Gorgias no se rinde después de este primer ataque; sostiene que la retórica es por excelencia el arte de persuadir, en el sentido de que da los medios de hacer prevalecer su opinión en todo y contra todos. Puede usarse bien o mal de ella, pero si el orador hace un mal uso de ella, no es a la retórica a la que hay que culpar, sino a él. Vana sutilidad que no se libra de las objeciones de Sócrates. Hay que escoger, en efecto, entre la retórica extraña a la ciencia y a la verdad, que se limita a hacer creer a la plebe ignorante que todo es bueno o malo, justo o injusto, bello o feo, según la necesidad del momento, un arte pérfido e inmoral, y la retórica que se inspira en la verdad, la propaga y persuade con ella. Éste es el punto decisivo.

=== ACCIONES A REALIZAR ===
a) Según el texto sobre la retórica, ¿a quién hay que culpar si el orador hace un mal uso de ella?
b) Escribe la continuación del texto sobre la retórica a partir de su última oración.
Las filas no intervienen en nada de esto.

=== MATERIAL MOSTRADO ===

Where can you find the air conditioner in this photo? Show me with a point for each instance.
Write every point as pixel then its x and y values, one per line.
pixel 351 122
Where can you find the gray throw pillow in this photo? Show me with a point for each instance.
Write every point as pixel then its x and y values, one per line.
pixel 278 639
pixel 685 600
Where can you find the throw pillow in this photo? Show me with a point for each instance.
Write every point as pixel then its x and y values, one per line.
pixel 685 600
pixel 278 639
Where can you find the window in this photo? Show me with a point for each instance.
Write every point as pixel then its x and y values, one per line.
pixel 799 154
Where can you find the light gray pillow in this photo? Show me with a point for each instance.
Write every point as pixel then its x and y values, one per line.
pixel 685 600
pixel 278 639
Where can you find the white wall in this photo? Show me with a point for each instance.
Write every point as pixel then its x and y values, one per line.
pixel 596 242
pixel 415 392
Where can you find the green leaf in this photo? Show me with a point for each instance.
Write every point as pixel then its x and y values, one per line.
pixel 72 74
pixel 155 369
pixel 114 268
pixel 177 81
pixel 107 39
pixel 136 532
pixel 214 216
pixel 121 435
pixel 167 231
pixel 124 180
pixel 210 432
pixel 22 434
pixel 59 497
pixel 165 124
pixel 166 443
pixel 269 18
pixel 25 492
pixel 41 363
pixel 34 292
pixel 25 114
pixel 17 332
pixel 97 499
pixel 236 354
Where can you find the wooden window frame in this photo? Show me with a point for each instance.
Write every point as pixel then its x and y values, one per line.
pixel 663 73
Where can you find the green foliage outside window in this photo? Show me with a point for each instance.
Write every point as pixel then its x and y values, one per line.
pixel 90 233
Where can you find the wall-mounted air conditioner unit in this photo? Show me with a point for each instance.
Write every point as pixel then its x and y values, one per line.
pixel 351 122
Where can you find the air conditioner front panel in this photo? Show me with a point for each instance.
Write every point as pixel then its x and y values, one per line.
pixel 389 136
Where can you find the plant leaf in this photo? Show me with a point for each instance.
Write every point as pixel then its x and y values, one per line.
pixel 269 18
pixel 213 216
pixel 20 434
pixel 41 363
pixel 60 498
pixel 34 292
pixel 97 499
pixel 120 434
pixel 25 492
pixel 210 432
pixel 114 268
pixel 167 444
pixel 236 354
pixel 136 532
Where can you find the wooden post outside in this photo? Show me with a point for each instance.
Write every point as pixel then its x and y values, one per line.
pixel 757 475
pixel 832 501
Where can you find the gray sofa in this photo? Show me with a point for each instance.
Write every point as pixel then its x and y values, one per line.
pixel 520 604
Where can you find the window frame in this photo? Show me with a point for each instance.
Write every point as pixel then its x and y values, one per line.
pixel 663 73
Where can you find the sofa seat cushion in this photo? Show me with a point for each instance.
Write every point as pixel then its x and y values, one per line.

=== RESPUESTAS POR NÚMERO ===
a) Al orador, no a la retórica.

b)
Supongamos que el orador es instruido: conocedor de la justicia y de la verdad, es justo e incapaz de hacer nada contra su carácter, es decir, de persuadir jamás de la injusticia, la falsía y la fealdad, y ejerce un arte profundamente moral del cual es imposible hacer un mal empleo. Ésta es la retórica según Sócrates, pero no según Gorgias ni Polos; es la que debe ser, pero no la que es. Porque tal como la practican los retóricos, ni siquiera es un arte, sino una rutina, sin mas finalidad que la de procurarse gusto y distracción. Es una de tantas viles prácticas que recomienda la adulación y que fraudulentamente ha logrado ocupar el puesto de las verdaderas artes. Hay, es cierto, ciencias que tienen por objetivo la educación y el perfeccionamiento del alma y del cuerpo: la Política y la Legislación en el orden moral y la Medicina y la Gimnástica en el orden físico. Son artes saludables, que la adulación que acaricia a todos los vicios de la naturaleza humana ha sustituido con simulacros funestos a la salud del cuerpo y del alma, como son la cocina que reemplaza a la medicina, el tocador a la gimnástica, la sofística a la legislación, y la política, por último, a la retórica. Es preciso, pues, tomarla por lo que es, es decir, por una rutina, porque no se basa sobre ningún conocimiento de la naturaleza de las cosas de que trata, no puede dar cuenta de nada y no tiene más finalidad que el placer. El orador que la ejerce no es él mismo más que un adulador despreciable al que ni siquiera se le mira a la cara.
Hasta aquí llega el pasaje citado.